▶ ASSIGNMENT
What you give back should match the entries below character for character.

------------------------

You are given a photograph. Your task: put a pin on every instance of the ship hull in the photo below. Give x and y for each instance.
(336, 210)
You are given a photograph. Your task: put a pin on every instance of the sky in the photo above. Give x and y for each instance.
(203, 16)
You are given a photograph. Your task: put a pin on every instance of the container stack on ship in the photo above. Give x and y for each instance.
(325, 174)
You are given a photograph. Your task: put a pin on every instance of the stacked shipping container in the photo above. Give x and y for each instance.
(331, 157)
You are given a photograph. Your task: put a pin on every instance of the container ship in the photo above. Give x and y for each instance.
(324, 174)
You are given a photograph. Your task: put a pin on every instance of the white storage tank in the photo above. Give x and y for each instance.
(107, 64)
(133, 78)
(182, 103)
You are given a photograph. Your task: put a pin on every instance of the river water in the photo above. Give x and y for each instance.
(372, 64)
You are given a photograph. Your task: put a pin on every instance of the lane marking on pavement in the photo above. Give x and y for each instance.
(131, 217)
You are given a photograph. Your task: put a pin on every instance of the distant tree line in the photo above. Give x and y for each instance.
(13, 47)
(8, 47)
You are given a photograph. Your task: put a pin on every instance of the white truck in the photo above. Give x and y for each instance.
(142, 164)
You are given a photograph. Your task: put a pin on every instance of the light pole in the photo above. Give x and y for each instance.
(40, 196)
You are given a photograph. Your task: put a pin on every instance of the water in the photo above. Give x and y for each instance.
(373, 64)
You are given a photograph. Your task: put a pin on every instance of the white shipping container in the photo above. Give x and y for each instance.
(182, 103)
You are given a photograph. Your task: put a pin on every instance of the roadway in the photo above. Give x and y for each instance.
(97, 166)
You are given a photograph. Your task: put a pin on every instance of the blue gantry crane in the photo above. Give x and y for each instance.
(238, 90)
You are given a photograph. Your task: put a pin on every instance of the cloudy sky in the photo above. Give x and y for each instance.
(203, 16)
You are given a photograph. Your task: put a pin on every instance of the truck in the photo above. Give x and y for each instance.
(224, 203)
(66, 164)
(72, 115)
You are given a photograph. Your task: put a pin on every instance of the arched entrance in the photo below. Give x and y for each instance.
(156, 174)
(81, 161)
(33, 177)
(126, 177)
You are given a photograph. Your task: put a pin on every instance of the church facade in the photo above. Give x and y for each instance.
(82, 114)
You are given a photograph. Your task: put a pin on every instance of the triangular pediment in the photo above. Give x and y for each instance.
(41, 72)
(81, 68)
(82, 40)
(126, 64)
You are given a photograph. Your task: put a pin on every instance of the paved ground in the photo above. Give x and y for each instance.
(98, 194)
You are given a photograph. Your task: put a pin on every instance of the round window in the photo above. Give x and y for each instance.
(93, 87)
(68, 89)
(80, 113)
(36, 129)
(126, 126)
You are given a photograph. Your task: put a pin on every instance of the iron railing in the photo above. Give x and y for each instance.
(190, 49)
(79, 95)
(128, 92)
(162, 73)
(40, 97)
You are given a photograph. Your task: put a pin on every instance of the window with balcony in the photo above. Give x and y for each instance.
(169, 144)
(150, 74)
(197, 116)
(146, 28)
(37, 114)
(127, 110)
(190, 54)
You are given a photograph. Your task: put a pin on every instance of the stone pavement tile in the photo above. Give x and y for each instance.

------------------------

▶ OUTPUT OF THE EXERCISE
You are given a photograph. Your task: put a pin on every instance of the ship hull in the photo below. Give x and y for each instance.
(336, 210)
You are given a photograph. Your task: put a pin on every instance of the sky in the photo above. Give x and y for each instance.
(203, 16)
You are given a photograph. Your task: put a pin on every instance of the container stack on ship in the photo above. Give x and y for each instance.
(325, 174)
You are given a photograph. Your task: put a pin on every instance of the stacked shipping container in the photo above. Give x and y for each instance.
(331, 157)
You are given a photograph. Your task: put a pin on every instance of the container ship in the photo above. Give x and y for each instance.
(324, 174)
You are given a photograph. Your task: put a pin on every instance of the white storage tank in the photo above. Give x and y for each instance.
(107, 64)
(133, 78)
(182, 103)
You are given a photograph. Your task: put a pin on every instance of the river water in the photo above. Give x and y for each instance.
(372, 64)
You are given a photograph. Your task: put a pin on every instance of the lane marking on pavement in the photo above. Give x and y for each instance.
(131, 217)
You are given a photograph. Your task: put a pin on every instance of the distant tree line in the photo above. Give x and y for each instance.
(13, 47)
(8, 47)
You are given a photograph. Your task: put a pin on every instance of the white truck in the photo above. Give x and y for each instance.
(142, 164)
You are given a photograph. Your task: put a pin on every instance of the light pole in the photo above. Give x and y for each instance.
(40, 196)
You are given a photograph. Your task: put a pin on every instance of the water in the photo above. Give x and y for each instance.
(373, 64)
You are given a photograph. Your task: put a pin on every instance of the white shipping container in the photo above. Give x and y for each instance.
(182, 103)
You are given a photograph. Your task: put a pin on every instance of the roadway in the photo above. Give x and y for each instance.
(97, 166)
You are given a photograph. Your task: put a pin on every instance of the blue gantry crane in the photo above. Give x and y for each instance.
(238, 90)
You are given a photograph. Your task: put a pin on every instance of the cloudy sky in the photo above. Give x and y for each instance.
(203, 16)
You are given a photograph. Your task: put a pin on every instance of the truck in the photo above. Give x and y for each instance.
(224, 203)
(66, 164)
(72, 115)
You are given a photograph. Your task: put a pin on every instance of the arched entrance in the photo below. Give x and y for each instance.
(156, 174)
(81, 161)
(33, 177)
(126, 177)
You are given a photograph. Your task: put a pin on every instance of the church facade in the photo above. Give x and y for each instance.
(82, 114)
You are given a photograph. Your task: put a pin on every instance of the triangular pediment in the photo above. Give x and y for each instance.
(41, 72)
(81, 68)
(82, 40)
(126, 64)
You are given a photograph. Your task: put a pin on every instance of the paved ground in the photo above. Give x and y for each instance.
(98, 194)
You are given a photograph. Your task: put a pin on every instance of the round window in the photo above. Give x and y for each instance.
(93, 87)
(68, 89)
(80, 113)
(36, 129)
(126, 126)
You are given a photograph. Your task: put a pin on every instance of the iron railing in the photo above. Give x and y for each instance.
(190, 49)
(79, 95)
(128, 92)
(162, 73)
(40, 97)
You are given a photograph. Your task: put a pin on every instance of the window with balcony in the photo above. Give x and y for each instance.
(169, 144)
(150, 74)
(197, 116)
(146, 28)
(37, 114)
(127, 110)
(190, 54)
You are given a photograph. Your task: put a pin on every instance of the stone pavement tile in the photo above. Give x and y for each instance.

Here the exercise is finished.